*Document extract*

It is well settled that cities established under art. 2 of the Amendments to the Constitution may have different kinds of government, different officers and different modes of electing them. Graham v. Roberts, 200 Mass. 152. See G. L. c. 43. In Opinion of the Justices, 138 Mass. 601, 603, this language was used: "The power of the Legislature to make or to authorize local laws for the administration of local affairs is beyond question. It has the right to make local laws to meet the peculiar exigencies of any part of the community.” This right of the Legislature to provide different forms of government for different counties is also recognized in the special provisions relating to Suffolk and Nantucket counties. G. L. cc. 34, 35. See Hibbard v. County of Suffolk, 163 Mass. 34, 37; Opinion of the Justices, 167 Mass. 599, 600.

Apart from constitutional restriction the Legislature has the power to fix and change the salaries of county officers, to regulate, limit or enlarge their duties, to shorten their *150terms of office, or to abolish the office itself as public exigency or policy may require. Taft v. Adams, 3 Gray, 126, 131. Graham v. Roberts, 200 Mass. 152, 156. No constitutional rights of an officer of one county are violated by legislation giving to officers of another county bearing the same title larger salaries. See St. 1927, c. 327, and St. 1930, c. 400, § 1.

*Provided material*
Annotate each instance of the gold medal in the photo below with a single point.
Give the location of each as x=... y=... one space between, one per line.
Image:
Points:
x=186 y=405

*The tasks*
(a) Reproduce the passage on legislative power over local government verbatim, starting at "It is well settled" and ending at "Mass. 599, 600.".
(b) Render every line of the listing as a Markdown table with the columns "No." and "Line", numbering the rows and omitting blank lines.
The legal passage and the listing are unrelated to each other.

*Solved problems*
(a)
It is well settled that cities established under art. 2 of the Amendments to the Constitution may have different kinds of government, different officers and different modes of electing them. Graham v. Roberts, 200 Mass. 152. See G. L. c. 43. In Opinion of the Justices, 138 Mass. 601, 603, this language was used: "The power of the Legislature to make or to authorize local laws for the administration of local affairs is beyond question. It has the right to make local laws to meet the peculiar exigencies of any part of the community.” This right of the Legislature to provide different forms of government for different counties is also recognized in the special provisions relating to Suffolk and Nantucket counties. G. L. cc. 34, 35. See Hibbard v. County of Suffolk, 163 Mass. 34, 37; Opinion of the Justices, 167 Mass. 599, 600.

(b)
| No. | Line |
|---|---|
| 1 | Annotate each instance of the gold medal in the photo below with a single point. |
| 2 | Give the location of each as x=... y=... one space between, one per line. |
| 3 | Image: |
| 4 | Points: |
| 5 | x=186 y=405 |